▶ **Task details**
Continue the talk on Daniel, dioramas, dinosaurs and destiny from the point where it stops.

▶ **Article**
«»«» 11 MARCH 2007«»«»
by Terrell William "Terry" Proctor, J.D.


Thank you for inviting me to meet with you this morning.

My name is Terry Proctor. I am an attorney/mediator, former judge and for 18 years the Curator, Board Chairman and General Counsel of the PROCTOR MUSEUM of NATURAL SCIENCE in Houston. I am here to speak to you on Daniel, Dioramas, Dinosaurs and Destiny.

Daniel is a book of the Old Testament. The Prophet, Daniel whose name means "God is my Judge" was a statesman in the court of the heathen monarchs. He was taken captive as a youth to Babylon by Nebuchadnezzar in 605 and he spent the rest of his long life there as a governmental official and as a prophet to the true God. There are questions about the book, as almost every book in the Bible, but I won't digress into that now.

The reason I have selected Daniel to open my presentation, as this book contains the story of Shadrach, Meshach and Abed-nego who were tossed into the fiery furnace, bound and unable to move. Yet they were not consumed by the fire, and Nebuchadnezzar, the king of all the people, saw the three men and a fourth man, whom it was determined was a spirit, walking around, unbound, in the fiery furnace. Therefore, Nebuchadnezzar, went to the door of the furnace and called out "Shadrach, Meshach and Abed-nego, come out out, you servants of the Most High God and come here. The three men came out of the furnace and the king said "Blessed be the God of Shadrach, Meshach and Abed-nego, who has sent His angel and delivered his servants who put their trust in Him, violating the king's command, and yielded up their bodies so as not to serve or worship any god except their own God. The king continued by announcing a decree that any people, nation or tongue that speaks anything offensive against the God of Shadrach, Meshach and Abed-nego shall be torn limb by limb and their houses reduced to a rubbish heap, inasmuch as there is no other god who is able to deliver in this way.

Diorama...The current, popular understanding of the term “Diorama” denotes a partially three-dimensional, full-size replica or scale model of a landscape typically showing historical events, nature scenes, cityscapes, etc., for purposes of education or entertainment. Frank M. Chapman, a curator at the American Museum of Natural History during the late 19th and early 20th centuries, helped popularize the style commonly seen today. (per Wikipedia)

If you have visited a museum, you undoubtedly have seen a diorama. It is usually some present or ancient lifeform or archaeological site, recreated to give the appearance that you are there.

In fact, you are living in a diorama of sorts, i.e. you are living in a three-dimensional, full-size landscape of: historical events, nature scenes, cityscapes, educational events and hopefully (for sanity) some entertainment in life.

▶ **Data section**
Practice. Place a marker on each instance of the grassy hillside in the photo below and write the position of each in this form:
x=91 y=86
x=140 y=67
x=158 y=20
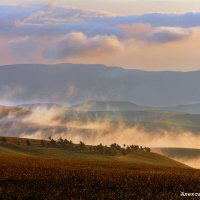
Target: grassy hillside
x=179 y=152
x=34 y=172
x=16 y=146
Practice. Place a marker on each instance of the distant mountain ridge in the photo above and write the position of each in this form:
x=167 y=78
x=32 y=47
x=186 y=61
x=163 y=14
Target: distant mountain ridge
x=74 y=83
x=108 y=106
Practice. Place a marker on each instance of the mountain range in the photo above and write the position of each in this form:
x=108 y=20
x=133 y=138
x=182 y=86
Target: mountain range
x=69 y=84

▶ **Written response**
Looking back on my own life, I am amazed at the connections I have had, which as a youth, I would not have imagined. How life has touched me in ways that I treasure and still cannot always imagine having lived through and been part of. Just as a few examples: I am one of 3 people who ever ran against Barbara Jordan for office (and she beat all three of us) and yet we were friends before and after. My artwork has hung in the private office of the Chief Justice of the Texas Supreme Court; in the office of an Associate Justice of the Texas Court of Criminal Appeals. I filed the 1,000,000th law suit in Harris County, many years ago. President George W. Bush at one time called me by first name.

Aren't all of us, at one time or another, in the right place, at the right time, to be part of history. Each of you can point to things in your life, where you touched history or it touched you, and you can treasure that contact for life.

But Dioramas do serve a purpose, in our museums. They give us a chance to touch ancient life or life in other parts of the World or other civilizations, and thereby extend our horizons beyond our own five senses of those things in our diorama of present life.

Dinosaurs are something which I have never found a living human that didn't have some interest... and kids, they are 100% crazy about them. In my life, I have been fortunate to have known some of the great modern paleontologists, who did dinosaurs.

These men include Dr. Robert Bakker, Ph.D; Dr. Paul Sereno, Ph.D.; Peter Larson; Dr. James I. Kirkland, Ph.D and many others, whose names may not be as well known. My first exciting contact was with Frank Buck, the great African animal collector from my youth.

If you have ever watched anything on T.V., and especially on PBS, you probably have seen Dr. Bakker. He has a full black beard and is usually wearing a floppy white western hat. He was a consultant on the movie Jurassic Park and is now the paleo curator at the Houston Museum of Natural Science. He lives in Colorado. I spent a week digging dinosaurs with him in 1994 in Wyoming. (see picture at the end of this paper.

Dr. Paul Sereno is a younger paleontologist, who is a professor at the Univ. of Chicago and has connections with National Geographic and the Smithsonian. He has found new species of dinosaurs on five continents. Dr. Sereno helped identify the foot bone of a Hadrosaurus which I and the President of our museum had brought back from Montana in August 2005. (see picture at the end of this paper).

Peter Larson is the paleontologist who found the wonderfully complete T-Rex dinosaur Sue which is now in the Field Museum in Chicago. He was the victim of an unfortunate prosecution by our government and did some time in prison, to protect his staff at the Black Hills Institute. He lost Sue and his huge investment as a result. The Houston Museum of Natural Science purchased his dinosaurs to provide him with defense funds, but our museum benefited by the wonderful dinosaur skeletons on display there today.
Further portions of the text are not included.